(Data entries)
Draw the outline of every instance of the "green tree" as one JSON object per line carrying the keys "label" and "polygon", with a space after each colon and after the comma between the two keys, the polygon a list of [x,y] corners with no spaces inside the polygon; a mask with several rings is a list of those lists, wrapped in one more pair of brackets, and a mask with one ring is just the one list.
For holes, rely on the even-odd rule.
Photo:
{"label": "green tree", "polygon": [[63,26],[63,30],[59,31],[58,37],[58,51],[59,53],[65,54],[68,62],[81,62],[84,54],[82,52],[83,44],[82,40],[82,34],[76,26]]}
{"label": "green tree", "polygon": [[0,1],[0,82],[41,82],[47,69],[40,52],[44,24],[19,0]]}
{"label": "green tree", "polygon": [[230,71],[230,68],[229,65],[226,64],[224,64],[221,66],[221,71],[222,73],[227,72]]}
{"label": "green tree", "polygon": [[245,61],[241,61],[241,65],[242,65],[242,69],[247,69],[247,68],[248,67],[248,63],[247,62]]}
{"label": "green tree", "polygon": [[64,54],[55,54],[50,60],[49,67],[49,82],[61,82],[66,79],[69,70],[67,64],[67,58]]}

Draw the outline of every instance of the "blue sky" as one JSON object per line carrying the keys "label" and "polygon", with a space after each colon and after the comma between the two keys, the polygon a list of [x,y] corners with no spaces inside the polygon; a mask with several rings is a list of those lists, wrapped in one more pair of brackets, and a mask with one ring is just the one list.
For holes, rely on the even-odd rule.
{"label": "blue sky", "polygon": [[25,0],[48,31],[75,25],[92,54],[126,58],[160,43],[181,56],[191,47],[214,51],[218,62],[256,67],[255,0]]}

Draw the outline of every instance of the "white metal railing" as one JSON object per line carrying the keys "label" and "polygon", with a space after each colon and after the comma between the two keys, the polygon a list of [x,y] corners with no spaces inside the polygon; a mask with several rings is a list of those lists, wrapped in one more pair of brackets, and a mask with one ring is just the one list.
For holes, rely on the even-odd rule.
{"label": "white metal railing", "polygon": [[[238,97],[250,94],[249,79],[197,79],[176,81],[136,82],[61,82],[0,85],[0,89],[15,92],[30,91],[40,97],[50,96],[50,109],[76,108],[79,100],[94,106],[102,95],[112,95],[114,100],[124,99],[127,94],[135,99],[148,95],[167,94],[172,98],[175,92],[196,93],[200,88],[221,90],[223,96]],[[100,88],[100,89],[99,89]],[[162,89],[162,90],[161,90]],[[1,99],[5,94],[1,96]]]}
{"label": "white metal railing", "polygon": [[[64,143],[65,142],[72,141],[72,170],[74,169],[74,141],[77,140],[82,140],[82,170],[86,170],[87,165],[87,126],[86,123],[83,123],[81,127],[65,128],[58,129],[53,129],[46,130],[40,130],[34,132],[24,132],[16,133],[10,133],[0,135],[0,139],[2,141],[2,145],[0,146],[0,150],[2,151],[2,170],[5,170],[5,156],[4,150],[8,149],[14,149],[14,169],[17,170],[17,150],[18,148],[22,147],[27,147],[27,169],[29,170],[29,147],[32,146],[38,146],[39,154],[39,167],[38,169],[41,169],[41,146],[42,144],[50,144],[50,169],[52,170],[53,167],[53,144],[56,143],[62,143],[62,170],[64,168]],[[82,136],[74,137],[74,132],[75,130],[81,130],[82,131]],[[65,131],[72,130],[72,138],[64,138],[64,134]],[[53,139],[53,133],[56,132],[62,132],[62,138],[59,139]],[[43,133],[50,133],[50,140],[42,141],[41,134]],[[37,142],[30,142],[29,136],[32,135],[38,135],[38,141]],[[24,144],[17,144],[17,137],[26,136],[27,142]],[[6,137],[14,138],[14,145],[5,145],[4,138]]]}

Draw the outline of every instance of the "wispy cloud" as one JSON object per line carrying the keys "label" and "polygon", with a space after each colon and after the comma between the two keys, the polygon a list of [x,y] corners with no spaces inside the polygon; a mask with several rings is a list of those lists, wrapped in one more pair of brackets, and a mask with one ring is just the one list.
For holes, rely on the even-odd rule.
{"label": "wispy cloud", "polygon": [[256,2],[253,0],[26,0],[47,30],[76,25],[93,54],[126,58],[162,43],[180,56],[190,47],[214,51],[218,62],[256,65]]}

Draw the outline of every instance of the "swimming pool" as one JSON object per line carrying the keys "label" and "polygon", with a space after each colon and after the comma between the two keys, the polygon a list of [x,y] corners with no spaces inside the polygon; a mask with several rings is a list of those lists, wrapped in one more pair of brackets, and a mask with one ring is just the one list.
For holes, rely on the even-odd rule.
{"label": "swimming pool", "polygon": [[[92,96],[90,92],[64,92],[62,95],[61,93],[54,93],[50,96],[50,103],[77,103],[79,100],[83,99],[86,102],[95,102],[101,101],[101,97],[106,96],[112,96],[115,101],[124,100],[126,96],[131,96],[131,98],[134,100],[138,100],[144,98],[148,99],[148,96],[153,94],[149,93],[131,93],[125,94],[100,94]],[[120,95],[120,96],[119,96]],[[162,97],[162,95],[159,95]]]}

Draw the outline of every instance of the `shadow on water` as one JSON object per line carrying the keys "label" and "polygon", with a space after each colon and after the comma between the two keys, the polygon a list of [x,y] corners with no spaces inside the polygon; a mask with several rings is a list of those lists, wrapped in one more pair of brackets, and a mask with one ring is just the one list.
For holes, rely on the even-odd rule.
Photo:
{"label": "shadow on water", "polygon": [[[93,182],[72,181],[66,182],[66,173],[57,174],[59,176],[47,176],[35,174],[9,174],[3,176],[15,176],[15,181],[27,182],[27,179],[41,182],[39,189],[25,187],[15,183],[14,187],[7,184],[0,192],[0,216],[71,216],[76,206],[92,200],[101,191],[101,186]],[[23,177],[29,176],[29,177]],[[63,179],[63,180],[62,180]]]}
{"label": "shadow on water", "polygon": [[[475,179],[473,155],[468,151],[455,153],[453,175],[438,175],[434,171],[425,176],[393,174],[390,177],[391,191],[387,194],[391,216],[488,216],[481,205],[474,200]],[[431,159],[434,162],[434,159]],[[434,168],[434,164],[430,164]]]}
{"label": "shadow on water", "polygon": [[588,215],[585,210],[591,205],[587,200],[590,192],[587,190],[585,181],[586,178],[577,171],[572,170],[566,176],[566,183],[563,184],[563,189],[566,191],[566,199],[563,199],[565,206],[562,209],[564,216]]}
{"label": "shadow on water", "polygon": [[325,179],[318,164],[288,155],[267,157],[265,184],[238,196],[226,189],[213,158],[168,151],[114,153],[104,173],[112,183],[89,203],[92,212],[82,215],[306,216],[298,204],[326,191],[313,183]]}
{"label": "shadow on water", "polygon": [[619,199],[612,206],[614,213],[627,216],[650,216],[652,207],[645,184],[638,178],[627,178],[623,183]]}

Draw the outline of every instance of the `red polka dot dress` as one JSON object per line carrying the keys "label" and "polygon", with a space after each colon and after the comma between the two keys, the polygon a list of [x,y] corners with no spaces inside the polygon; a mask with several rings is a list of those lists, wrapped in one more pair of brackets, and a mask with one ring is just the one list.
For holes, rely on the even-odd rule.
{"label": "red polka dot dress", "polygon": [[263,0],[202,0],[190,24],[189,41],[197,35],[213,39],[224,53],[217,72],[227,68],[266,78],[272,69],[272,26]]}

GOAL:
Find every line above that contains the word "white" and copy each of those lines in full.

COMPLETE RESPONSE:
Draw the outline of every instance of the "white metal railing" as one JSON object per line carrying the keys "label" and "polygon", with a space after each colon and after the comma between the two keys, the polygon a list of [x,y] corners with no spaces inside the polygon; a mask with several rings is a list of those lists, wrapped in one more pair of brackets, and a mask with one ring is just the one list.
{"label": "white metal railing", "polygon": [[[238,97],[250,94],[249,79],[197,79],[176,81],[136,82],[61,82],[0,85],[0,89],[15,92],[30,91],[40,97],[50,96],[50,109],[76,108],[79,100],[94,106],[102,95],[112,95],[114,100],[124,99],[127,94],[135,99],[148,95],[167,94],[172,98],[175,92],[196,93],[200,88],[221,90],[223,96]],[[100,88],[100,89],[99,89]],[[162,89],[162,90],[161,90]],[[1,99],[5,94],[1,96]]]}
{"label": "white metal railing", "polygon": [[[64,143],[65,142],[72,141],[72,170],[74,169],[74,141],[77,140],[82,140],[82,170],[86,170],[87,165],[87,126],[86,123],[83,123],[81,127],[65,128],[58,129],[53,129],[46,130],[40,130],[34,132],[24,132],[16,133],[10,133],[0,135],[0,139],[2,141],[2,145],[0,146],[0,150],[2,151],[2,170],[5,170],[5,156],[4,150],[8,149],[14,149],[14,169],[17,170],[17,150],[18,148],[22,147],[27,147],[27,169],[29,170],[29,147],[32,146],[38,146],[39,154],[39,167],[38,169],[41,169],[41,146],[42,144],[50,144],[50,169],[52,170],[53,167],[53,144],[56,143],[62,143],[62,170],[64,168]],[[82,136],[74,137],[74,132],[75,130],[81,130],[82,131]],[[65,131],[72,130],[72,138],[64,138],[64,134]],[[53,139],[53,133],[56,132],[62,132],[62,138],[59,139]],[[43,133],[50,133],[50,140],[42,141],[41,134]],[[37,142],[30,142],[29,136],[32,135],[38,135],[38,141]],[[24,144],[17,144],[17,137],[26,136],[27,142]],[[6,137],[14,138],[14,145],[5,145],[4,138]]]}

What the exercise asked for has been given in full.